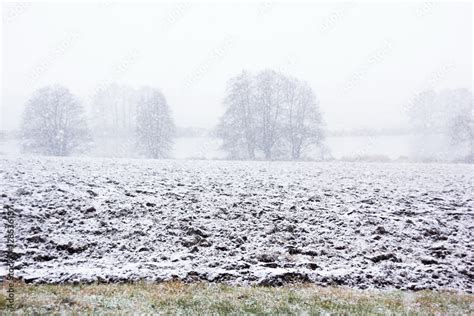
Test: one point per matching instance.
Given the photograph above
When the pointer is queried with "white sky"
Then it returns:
(364, 61)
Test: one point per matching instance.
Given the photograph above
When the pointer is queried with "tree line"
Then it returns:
(268, 115)
(54, 121)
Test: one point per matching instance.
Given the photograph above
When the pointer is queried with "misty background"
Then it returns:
(365, 62)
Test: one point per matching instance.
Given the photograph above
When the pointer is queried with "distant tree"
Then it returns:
(269, 103)
(237, 126)
(114, 109)
(270, 114)
(53, 123)
(155, 127)
(302, 118)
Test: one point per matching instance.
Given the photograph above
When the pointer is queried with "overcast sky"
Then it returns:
(364, 61)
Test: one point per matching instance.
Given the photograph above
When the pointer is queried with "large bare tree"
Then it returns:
(155, 126)
(53, 123)
(269, 115)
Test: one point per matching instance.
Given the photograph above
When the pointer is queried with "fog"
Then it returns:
(365, 62)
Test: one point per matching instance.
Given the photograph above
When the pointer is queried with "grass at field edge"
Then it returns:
(220, 299)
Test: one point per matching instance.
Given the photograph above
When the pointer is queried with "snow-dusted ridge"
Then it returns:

▶ _The exercise_
All of the records above must be copied exactly, except for the pictures.

▶ _Solution to the problem_
Test: one point per matching instance.
Given the photograph above
When the pointer is queried with "white sky"
Then it returns:
(364, 61)
Test: one point per matching instance.
Given the photograph above
When the pointer is queried with "tree line"
Then it returns:
(268, 115)
(54, 121)
Test: one point per matching instance.
Given the photograph above
When the pointer is queried with "misty background"
Then it returns:
(365, 62)
Test: one point per matching instance.
Given the photograph above
When the pointer is queried with "distant tree"
Then it returns:
(269, 103)
(237, 126)
(114, 109)
(270, 114)
(53, 123)
(155, 127)
(302, 118)
Test: one point per matching instance.
Given the photograph above
When the pointer is queried with "overcast sky"
Then it returns:
(364, 61)
Test: one point per matching instance.
Given the photograph above
When the pointer is queried with "large bare tree"
Then it returns:
(155, 126)
(53, 123)
(269, 115)
Test: one point per matching instance.
Given the photograph above
When the pointer is queried with "fog"
Then it returns:
(365, 62)
Test: one point per matching instance.
Given the photograph above
When the pointer is queried with "grass at field edge"
Then it returns:
(220, 299)
Test: one point per matching instance.
Given the photograph above
When the pointer is queried with "snow-dusted ridge"
Then it returns:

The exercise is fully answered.